Pull out the passage of the monkeypox article from "Q: How do people" to "identified in monkeys.", word for word.

**SELECTED EXTRACT**
↓↓↓

Until the outbreak in the U.S. Midwest, monkeypox (search) has been a rare human illness confined to the rain forests of Central and West Africa.
Like its cousin smallpox (search), the viral illness causes pus-filled sores, although it is not nearly as contagious or as fatal as smallpox. But because monkeypox has been less intensively studied than many other microbes, much uncertainty exists about how this exotic virus will behave in the United States.
Here are answers to what is known:
Q: What is the incubation period?
A: About 12 days.
Q: What are the symptoms?
A: It starts with fever, headache, body ache, chills, drenching sweat and sometimes a cough. This is followed one to 10 days later by a rash with pustules that eventually crust over. They can occur almost anywhere on the body, including the palms of hands and soles of feet.
Q: How dangerous is it?
A: In Africa, fatality rates range from 1 percent to 10 percent. In the current outbreak here, no one has died.
Q: Can it be prevented?
A: The smallpox vaccine is effective at stopping infection. Those who got vaccinated before smallpox shots were discontinued in the 1970s may still have at least partial protection.
Q: How do people catch it?
A: In the U.S. outbreak, victims have caught the virus through close contact with sick animals. Most handled the animals and were bitten or had breaks in their skin.
Q: Can I catch it from another person?
A: Yes, especially if they have sores. In Africa, close household contacts of infected people have about a 10 percent chance of catching monkeypox if they never received the smallpox vaccine. After being passed from person to person a few times, the virus typically stops spreading.
Q: What animals can be infected?
A: In Africa, squirrels are thought to be a common source of the virus. Rabbits and a variety of other rodents can also carry it, as well as apes and monkeys. The disease is called monkeypox because the virus was first identified in monkeys.
Q: How do I keep from catching it?
A: Avoid contact with prairie dogs or Gambian giant rats (search) that appear sick, especially if they are missing patches of fur, have rashes or have a discharge from their eyes or nose. Wash hands thoroughly after contact with these or any sick animals.
Q: What should I do with a sick prairie dog or Gambian giant rat?
A: Contact your local or state health department. Phone ahead first before taking animals to veterinarians so they can be prepared to receive them. Do not release the animals into the wild. The virus can persist in the environment, so thoroughly clean any place the animal has been, using bleach solution and latex gloves.

↑↑↑

**EXERCISE DATA**
↓↓↓

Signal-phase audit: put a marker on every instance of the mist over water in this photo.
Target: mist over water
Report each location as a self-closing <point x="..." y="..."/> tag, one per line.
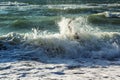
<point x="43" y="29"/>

↑↑↑

**RESULT FOR THIS EXERCISE**
Q: How do people catch it?
A: In the U.S. outbreak, victims have caught the virus through close contact with sick animals. Most handled the animals and were bitten or had breaks in their skin.
Q: Can I catch it from another person?
A: Yes, especially if they have sores. In Africa, close household contacts of infected people have about a 10 percent chance of catching monkeypox if they never received the smallpox vaccine. After being passed from person to person a few times, the virus typically stops spreading.
Q: What animals can be infected?
A: In Africa, squirrels are thought to be a common source of the virus. Rabbits and a variety of other rodents can also carry it, as well as apes and monkeys. The disease is called monkeypox because the virus was first identified in monkeys.